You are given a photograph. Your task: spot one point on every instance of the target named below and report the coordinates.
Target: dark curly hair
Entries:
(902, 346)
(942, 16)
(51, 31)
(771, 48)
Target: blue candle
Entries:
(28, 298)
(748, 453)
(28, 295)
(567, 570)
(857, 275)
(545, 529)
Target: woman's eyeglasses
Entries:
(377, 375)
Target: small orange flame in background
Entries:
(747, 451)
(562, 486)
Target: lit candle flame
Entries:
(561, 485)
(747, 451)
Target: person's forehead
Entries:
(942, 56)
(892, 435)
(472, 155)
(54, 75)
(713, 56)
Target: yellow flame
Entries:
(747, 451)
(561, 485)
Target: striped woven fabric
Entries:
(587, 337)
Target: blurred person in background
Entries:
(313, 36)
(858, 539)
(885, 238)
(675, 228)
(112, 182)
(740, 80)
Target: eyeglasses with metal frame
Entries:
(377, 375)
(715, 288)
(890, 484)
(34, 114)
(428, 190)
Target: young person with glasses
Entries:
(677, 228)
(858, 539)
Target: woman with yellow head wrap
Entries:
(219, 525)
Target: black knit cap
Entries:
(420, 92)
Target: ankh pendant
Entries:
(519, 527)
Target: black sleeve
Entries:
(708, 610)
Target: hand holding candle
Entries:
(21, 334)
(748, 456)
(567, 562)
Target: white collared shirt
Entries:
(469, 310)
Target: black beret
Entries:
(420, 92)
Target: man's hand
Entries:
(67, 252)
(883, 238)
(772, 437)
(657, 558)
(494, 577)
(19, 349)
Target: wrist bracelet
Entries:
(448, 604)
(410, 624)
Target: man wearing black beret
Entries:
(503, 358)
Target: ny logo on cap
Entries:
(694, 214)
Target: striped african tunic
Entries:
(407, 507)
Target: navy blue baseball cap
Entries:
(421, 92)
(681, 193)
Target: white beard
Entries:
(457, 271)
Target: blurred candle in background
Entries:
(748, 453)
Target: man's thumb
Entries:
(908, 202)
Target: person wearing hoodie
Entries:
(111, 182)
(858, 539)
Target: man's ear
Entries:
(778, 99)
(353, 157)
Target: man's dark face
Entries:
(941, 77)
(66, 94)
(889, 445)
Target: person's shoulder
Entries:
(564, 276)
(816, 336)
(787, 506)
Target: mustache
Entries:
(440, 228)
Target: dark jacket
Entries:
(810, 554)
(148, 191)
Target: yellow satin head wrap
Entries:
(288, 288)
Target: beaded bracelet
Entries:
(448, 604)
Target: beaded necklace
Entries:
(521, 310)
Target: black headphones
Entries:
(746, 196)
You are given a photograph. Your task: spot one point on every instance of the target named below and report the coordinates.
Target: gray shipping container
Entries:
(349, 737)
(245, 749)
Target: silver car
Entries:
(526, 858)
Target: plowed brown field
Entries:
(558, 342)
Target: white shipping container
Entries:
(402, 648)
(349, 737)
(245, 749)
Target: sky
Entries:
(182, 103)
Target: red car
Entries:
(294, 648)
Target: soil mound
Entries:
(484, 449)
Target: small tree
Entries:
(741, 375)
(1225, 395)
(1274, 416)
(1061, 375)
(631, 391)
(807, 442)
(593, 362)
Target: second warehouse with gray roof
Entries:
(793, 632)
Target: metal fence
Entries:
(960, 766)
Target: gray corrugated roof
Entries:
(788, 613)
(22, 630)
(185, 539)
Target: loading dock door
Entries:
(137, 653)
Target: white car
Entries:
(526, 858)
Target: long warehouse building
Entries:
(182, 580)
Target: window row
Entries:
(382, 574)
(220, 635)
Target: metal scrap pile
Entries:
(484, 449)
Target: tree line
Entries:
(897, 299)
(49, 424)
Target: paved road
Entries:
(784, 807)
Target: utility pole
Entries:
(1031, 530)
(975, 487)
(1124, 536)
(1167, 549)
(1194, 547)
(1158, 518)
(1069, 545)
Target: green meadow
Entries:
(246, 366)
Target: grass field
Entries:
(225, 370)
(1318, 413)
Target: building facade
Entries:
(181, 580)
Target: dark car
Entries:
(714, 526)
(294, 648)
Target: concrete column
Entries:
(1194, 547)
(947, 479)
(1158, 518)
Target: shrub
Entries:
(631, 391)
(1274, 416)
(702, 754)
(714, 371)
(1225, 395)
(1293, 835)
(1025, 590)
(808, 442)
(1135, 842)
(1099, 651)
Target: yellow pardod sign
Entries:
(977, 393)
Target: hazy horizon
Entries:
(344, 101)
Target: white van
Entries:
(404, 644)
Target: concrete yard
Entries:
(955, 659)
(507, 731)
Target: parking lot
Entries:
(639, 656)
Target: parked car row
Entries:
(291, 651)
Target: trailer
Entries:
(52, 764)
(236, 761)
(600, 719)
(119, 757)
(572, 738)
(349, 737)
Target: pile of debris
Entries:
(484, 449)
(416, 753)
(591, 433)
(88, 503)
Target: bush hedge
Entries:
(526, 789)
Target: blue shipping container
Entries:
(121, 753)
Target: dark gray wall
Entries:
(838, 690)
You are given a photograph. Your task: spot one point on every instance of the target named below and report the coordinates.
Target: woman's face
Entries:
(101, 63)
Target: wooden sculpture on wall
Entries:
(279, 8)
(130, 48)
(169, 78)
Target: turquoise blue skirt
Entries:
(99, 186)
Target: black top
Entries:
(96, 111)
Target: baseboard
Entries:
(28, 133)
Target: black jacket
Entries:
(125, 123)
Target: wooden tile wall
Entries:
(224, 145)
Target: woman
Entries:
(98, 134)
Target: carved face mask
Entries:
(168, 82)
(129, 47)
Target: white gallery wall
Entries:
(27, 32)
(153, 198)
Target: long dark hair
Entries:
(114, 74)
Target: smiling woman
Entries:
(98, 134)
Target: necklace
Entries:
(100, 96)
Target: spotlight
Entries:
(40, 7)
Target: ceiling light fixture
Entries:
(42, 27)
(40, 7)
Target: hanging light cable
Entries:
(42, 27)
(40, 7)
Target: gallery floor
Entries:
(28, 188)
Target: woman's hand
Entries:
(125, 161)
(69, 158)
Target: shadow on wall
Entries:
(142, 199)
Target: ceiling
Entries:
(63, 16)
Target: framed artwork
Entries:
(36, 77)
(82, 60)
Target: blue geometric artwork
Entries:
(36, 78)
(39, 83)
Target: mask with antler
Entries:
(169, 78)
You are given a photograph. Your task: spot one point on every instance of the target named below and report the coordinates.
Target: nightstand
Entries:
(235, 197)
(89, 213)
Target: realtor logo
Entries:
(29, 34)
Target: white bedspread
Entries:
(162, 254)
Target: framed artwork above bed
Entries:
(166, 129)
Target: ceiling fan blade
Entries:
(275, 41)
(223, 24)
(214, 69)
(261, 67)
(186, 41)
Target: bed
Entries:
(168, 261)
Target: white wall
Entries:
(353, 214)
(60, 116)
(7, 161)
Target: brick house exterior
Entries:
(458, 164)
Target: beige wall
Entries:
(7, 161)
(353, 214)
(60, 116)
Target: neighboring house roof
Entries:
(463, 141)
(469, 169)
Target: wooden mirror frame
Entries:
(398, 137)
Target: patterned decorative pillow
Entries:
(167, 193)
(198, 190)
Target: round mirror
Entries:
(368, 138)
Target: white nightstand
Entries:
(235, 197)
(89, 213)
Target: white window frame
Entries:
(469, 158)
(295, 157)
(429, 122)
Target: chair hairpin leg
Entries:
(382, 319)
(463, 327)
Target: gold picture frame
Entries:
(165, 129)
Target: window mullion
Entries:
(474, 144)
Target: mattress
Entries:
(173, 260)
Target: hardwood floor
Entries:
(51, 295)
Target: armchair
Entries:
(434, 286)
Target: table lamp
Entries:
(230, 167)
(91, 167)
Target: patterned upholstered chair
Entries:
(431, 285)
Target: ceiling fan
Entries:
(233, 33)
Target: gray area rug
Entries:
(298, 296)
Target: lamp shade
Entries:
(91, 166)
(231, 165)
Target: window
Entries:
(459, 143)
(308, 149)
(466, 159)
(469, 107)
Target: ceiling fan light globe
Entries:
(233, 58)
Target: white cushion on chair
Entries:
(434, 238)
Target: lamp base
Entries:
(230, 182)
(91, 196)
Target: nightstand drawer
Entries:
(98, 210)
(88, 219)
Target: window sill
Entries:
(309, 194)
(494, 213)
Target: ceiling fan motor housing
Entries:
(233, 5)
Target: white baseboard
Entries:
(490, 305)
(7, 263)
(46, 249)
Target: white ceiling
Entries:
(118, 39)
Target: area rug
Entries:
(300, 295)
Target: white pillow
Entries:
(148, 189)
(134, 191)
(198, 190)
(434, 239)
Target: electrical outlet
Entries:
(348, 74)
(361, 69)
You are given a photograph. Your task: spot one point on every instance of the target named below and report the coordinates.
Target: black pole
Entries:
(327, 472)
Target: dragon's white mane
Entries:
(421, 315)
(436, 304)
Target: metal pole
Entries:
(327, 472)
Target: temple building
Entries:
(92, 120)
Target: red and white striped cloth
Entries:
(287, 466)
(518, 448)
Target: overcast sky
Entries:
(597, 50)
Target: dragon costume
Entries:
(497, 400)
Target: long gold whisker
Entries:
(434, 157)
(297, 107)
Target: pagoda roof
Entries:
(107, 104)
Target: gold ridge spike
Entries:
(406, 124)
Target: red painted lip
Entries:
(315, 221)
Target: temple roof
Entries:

-----

__Problem statement__:
Make an exact copy of each line, beginning at the one containing "Target: long gold whisker" and ending with the last line of the data, and of no other line.

__Expected output__:
Target: long gold whisker
Entries:
(434, 157)
(297, 107)
Target: pagoda roof
Entries:
(107, 104)
Target: gold ridge spike
Entries:
(406, 124)
Target: red painted lip
Entries:
(315, 221)
Target: temple roof
Entries:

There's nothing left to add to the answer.